== Given information ==
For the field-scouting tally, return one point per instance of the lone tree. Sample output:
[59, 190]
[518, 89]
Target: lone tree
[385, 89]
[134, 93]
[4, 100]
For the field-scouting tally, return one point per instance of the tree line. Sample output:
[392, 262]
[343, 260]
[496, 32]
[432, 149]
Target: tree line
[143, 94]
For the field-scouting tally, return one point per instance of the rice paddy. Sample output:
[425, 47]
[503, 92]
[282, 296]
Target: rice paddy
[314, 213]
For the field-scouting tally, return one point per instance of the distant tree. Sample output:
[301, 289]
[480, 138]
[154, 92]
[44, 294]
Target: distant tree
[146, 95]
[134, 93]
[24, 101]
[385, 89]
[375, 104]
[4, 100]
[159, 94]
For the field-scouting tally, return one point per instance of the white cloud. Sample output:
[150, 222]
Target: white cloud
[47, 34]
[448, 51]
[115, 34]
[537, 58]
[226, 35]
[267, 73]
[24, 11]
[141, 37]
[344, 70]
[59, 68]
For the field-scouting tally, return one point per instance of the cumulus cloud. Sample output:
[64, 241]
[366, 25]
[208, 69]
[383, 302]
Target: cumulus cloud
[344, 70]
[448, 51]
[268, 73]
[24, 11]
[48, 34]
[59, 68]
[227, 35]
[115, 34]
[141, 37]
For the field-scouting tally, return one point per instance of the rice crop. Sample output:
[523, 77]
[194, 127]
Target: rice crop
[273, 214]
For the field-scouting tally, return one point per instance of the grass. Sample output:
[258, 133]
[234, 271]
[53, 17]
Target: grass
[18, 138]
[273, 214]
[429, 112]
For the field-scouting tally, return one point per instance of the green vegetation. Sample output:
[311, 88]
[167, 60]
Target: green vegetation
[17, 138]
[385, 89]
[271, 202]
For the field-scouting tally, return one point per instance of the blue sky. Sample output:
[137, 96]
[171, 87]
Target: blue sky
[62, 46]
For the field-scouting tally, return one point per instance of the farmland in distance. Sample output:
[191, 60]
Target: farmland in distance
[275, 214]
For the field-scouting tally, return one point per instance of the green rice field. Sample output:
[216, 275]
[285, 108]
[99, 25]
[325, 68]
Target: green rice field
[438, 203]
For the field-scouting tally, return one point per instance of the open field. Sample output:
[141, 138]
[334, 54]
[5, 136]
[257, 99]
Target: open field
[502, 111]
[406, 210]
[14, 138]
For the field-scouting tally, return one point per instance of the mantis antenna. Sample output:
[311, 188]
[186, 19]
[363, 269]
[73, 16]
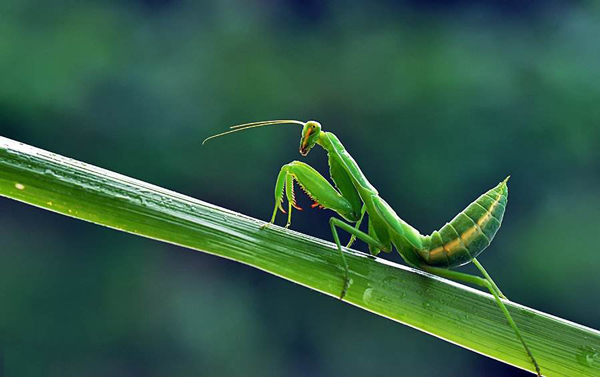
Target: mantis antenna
[245, 126]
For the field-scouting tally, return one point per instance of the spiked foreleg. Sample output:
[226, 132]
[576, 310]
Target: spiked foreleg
[316, 187]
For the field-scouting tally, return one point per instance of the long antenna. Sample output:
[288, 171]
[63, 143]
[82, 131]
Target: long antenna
[245, 126]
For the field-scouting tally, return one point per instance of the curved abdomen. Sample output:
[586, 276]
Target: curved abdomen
[469, 233]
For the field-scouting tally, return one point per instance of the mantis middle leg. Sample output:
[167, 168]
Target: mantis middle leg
[369, 239]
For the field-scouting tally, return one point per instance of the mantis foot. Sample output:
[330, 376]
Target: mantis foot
[346, 286]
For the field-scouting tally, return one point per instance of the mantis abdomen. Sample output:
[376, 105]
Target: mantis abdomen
[469, 233]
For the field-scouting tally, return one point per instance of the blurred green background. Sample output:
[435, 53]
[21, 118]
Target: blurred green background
[438, 101]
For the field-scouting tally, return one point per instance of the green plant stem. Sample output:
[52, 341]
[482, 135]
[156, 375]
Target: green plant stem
[450, 311]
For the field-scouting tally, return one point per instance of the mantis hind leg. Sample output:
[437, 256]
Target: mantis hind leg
===
▶ _Aim of the task_: Starting with the line that contains "the mantis middle", repeat each line through the last one exactly as it appears. Include both ends and nothing more.

▶ _The solution_:
For the field-scouting tally, return one point per instance of the mantis middle leg. Sample output:
[167, 168]
Target: mantis middle leg
[369, 239]
For the field-scouting tally, return one point per instance of the mantis foot. Sample output:
[330, 376]
Target: mantis foot
[346, 286]
For the field-scouting tally, return one point per instance of the mantis abdomen. Sample output:
[376, 105]
Target: mantis abdomen
[469, 233]
For the field-scouting tally, return one point per instance of the blurred green background. Sample output:
[435, 53]
[21, 118]
Target: blurred green background
[438, 101]
For the field-scouting tally, return one point per instance of the green plant stem. Sample output:
[52, 341]
[482, 135]
[156, 375]
Target: green plant stem
[450, 311]
For the field-scouting tally, return one point per instance of the mantis hind leg. Sample output:
[437, 256]
Target: mantis hind leg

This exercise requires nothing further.